This example shows how to create a RoadRunner HD Map from a Keyhole Markup Language (KML) file containing the latitude-longitude coordinates of a road intersection. You can import the RoadRunner HD Map data into RoadRunner and use it to build a 3D scene containing the road intersection and surrounding static objects, such as trees and buildings. To import the data files for the road, you must have a Mapping Toolbox™ license.

Import KML Files

In this example, you use KML files to import point shapes for the road intersection and polygon shapes for the buildings and trees. This example uses map data (© 2022 by Google) for an area around Whitesville Road in New Jersey, USA.

Read the data from the KML files using the readgeotable function, which only reads the shapes, names, and descriptions.

kmlRoadData = readgeotable("RoadIntersection.kml");
kmlTreeData = readgeotable("Trees.kml");
kmlBuildingData = readgeotable("Buildings.kml");

Plot the coordinates of the road, display the buildings, and render polygons for the tree locations.

geoplot(kmlRoadData)
hold on
geoplot(kmlTreeData)
geoplot(kmlBuildingData)
geobasemap topographic

Figure contains an axes object with type geoaxes. The geoaxes object contains 3 objects of type line, polygon, point.

*RECORDS SHOWN*.
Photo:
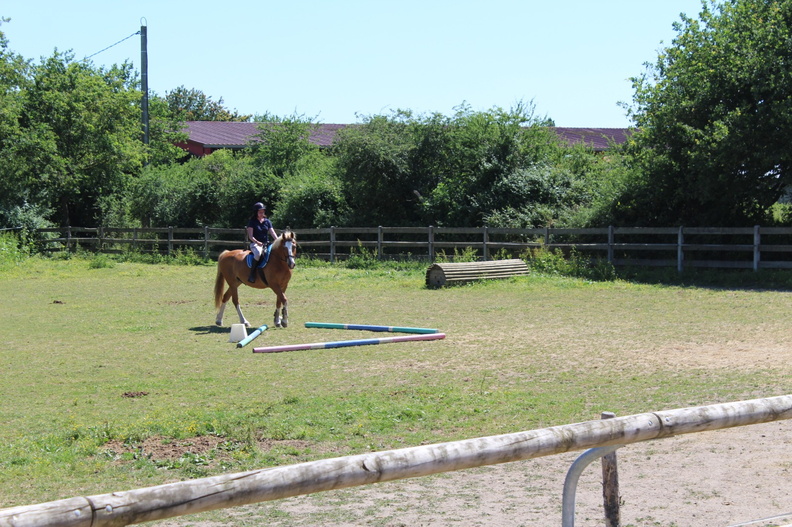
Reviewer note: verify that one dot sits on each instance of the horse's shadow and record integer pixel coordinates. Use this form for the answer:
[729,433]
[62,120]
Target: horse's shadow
[209,330]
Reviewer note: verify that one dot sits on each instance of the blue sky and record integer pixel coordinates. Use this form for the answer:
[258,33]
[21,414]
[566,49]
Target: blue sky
[335,61]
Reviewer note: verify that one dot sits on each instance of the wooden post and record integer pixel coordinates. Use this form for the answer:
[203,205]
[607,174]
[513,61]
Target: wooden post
[610,485]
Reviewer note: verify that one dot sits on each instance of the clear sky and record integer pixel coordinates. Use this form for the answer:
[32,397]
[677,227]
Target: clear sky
[337,60]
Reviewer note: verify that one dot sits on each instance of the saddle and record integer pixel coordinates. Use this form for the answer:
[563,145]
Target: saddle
[262,261]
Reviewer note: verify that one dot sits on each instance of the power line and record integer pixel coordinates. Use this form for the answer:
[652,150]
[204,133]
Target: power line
[112,45]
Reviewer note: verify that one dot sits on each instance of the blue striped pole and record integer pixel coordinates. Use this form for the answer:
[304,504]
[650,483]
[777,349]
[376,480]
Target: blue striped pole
[250,337]
[363,327]
[345,343]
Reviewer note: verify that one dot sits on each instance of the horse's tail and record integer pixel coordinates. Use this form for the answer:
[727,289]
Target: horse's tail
[219,285]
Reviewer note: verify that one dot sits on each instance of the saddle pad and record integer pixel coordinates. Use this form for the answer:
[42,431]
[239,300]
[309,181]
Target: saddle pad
[262,262]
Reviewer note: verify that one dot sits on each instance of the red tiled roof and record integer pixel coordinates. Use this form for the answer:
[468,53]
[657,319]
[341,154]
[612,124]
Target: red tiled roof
[597,138]
[225,134]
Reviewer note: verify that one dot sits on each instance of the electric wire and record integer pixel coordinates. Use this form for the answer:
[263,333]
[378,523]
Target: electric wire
[112,45]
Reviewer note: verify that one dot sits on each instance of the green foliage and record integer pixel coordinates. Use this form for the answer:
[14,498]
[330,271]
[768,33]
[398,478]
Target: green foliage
[216,190]
[194,105]
[555,262]
[311,199]
[12,250]
[714,120]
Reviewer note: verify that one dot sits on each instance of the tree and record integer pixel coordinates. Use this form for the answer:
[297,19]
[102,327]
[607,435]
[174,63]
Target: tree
[82,135]
[714,119]
[194,105]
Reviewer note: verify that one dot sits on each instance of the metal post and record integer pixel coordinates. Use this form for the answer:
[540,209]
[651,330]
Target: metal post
[332,244]
[610,244]
[431,244]
[144,80]
[610,485]
[573,475]
[680,251]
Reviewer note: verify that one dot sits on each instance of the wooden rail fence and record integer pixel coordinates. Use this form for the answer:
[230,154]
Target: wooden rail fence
[232,490]
[681,247]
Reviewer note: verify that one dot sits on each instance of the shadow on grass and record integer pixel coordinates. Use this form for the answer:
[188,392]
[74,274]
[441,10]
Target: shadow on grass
[743,279]
[209,330]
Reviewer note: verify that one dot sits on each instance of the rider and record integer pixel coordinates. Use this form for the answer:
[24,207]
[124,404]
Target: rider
[261,235]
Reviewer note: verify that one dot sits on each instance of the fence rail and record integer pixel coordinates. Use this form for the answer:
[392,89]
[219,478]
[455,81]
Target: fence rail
[681,247]
[232,490]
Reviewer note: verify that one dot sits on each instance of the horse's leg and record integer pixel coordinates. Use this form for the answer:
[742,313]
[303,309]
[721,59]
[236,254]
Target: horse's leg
[219,317]
[285,319]
[280,303]
[235,299]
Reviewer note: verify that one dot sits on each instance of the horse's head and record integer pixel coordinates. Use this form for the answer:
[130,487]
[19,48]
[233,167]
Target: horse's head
[289,242]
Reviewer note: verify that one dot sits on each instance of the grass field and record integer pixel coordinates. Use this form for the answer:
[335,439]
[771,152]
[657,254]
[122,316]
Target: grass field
[106,367]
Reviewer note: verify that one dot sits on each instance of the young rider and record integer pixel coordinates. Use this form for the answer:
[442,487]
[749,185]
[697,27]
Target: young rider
[261,235]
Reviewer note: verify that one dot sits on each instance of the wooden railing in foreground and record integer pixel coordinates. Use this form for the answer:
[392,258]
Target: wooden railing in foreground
[231,490]
[681,247]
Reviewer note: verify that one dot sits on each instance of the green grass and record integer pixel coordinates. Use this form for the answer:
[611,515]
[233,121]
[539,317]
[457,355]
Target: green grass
[520,354]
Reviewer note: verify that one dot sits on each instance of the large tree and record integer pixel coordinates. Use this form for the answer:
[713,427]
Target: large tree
[714,119]
[82,136]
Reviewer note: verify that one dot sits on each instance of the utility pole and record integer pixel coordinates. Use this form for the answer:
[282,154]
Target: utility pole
[144,78]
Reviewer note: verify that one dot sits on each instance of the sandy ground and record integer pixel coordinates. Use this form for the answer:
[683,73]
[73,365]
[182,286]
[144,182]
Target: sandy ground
[736,477]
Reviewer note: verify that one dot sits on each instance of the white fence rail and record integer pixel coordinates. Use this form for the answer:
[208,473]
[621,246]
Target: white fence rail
[746,247]
[231,490]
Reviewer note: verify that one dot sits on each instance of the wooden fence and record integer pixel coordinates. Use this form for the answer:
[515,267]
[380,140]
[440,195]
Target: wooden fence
[231,490]
[681,247]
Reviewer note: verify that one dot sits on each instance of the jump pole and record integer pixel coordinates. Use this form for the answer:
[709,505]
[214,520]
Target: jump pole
[363,327]
[253,335]
[345,343]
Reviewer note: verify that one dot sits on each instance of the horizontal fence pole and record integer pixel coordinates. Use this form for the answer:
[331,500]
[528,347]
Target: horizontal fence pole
[619,245]
[232,490]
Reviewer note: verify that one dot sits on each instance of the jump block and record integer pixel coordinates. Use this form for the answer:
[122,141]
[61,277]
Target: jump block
[441,274]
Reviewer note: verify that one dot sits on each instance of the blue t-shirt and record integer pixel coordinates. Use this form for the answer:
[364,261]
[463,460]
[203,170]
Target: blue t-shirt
[261,229]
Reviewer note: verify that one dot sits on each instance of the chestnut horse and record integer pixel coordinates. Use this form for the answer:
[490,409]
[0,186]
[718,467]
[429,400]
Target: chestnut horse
[233,270]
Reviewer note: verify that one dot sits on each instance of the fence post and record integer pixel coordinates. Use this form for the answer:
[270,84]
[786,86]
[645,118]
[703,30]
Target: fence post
[610,244]
[332,244]
[431,244]
[680,252]
[610,485]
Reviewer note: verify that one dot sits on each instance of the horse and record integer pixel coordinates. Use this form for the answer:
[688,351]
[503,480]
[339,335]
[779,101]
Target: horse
[233,270]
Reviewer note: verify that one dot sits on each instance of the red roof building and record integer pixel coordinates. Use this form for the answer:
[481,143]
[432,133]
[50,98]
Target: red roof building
[204,137]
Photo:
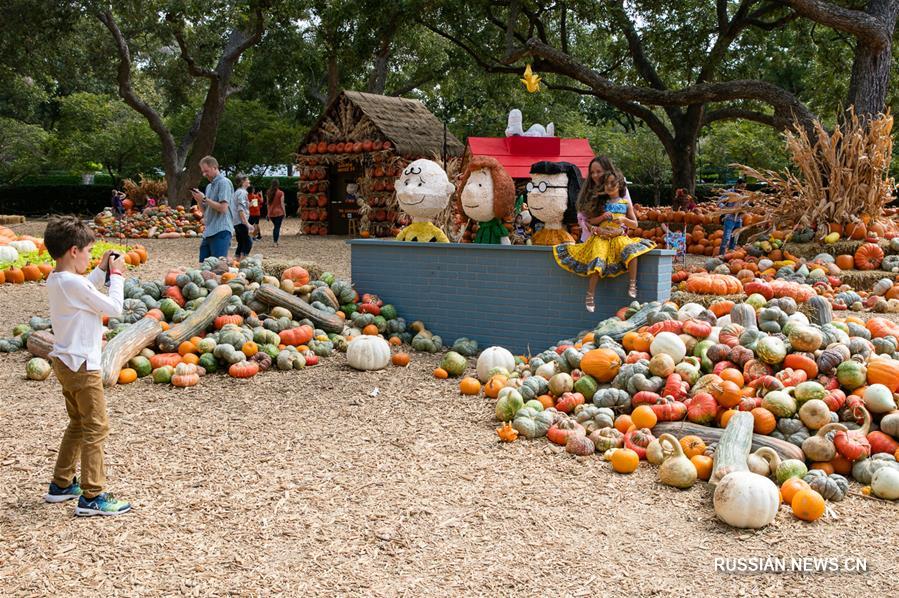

*DO THIS*.
According to the text on creating a RoadRunner HD Map, which license is required to import the data files for the road?

*CORRECT RESULT*.
A Mapping Toolbox license.